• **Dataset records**
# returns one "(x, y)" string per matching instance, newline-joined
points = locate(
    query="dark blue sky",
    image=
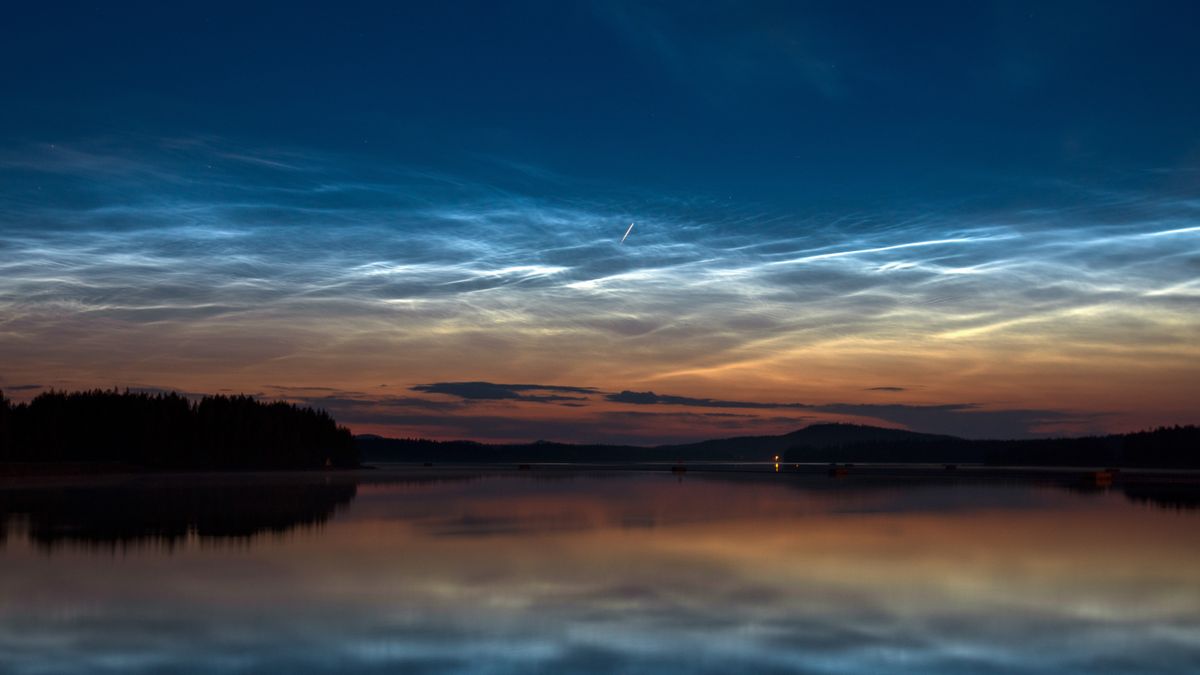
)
(792, 102)
(978, 217)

• **What is being asked**
Drop the pictures and reproduce the rest of the data exactly.

• **Solution for this problem**
# returns one "(x, y)" string per matching instance, newline-joined
points = locate(
    query="dark blue sky",
    image=
)
(792, 102)
(978, 217)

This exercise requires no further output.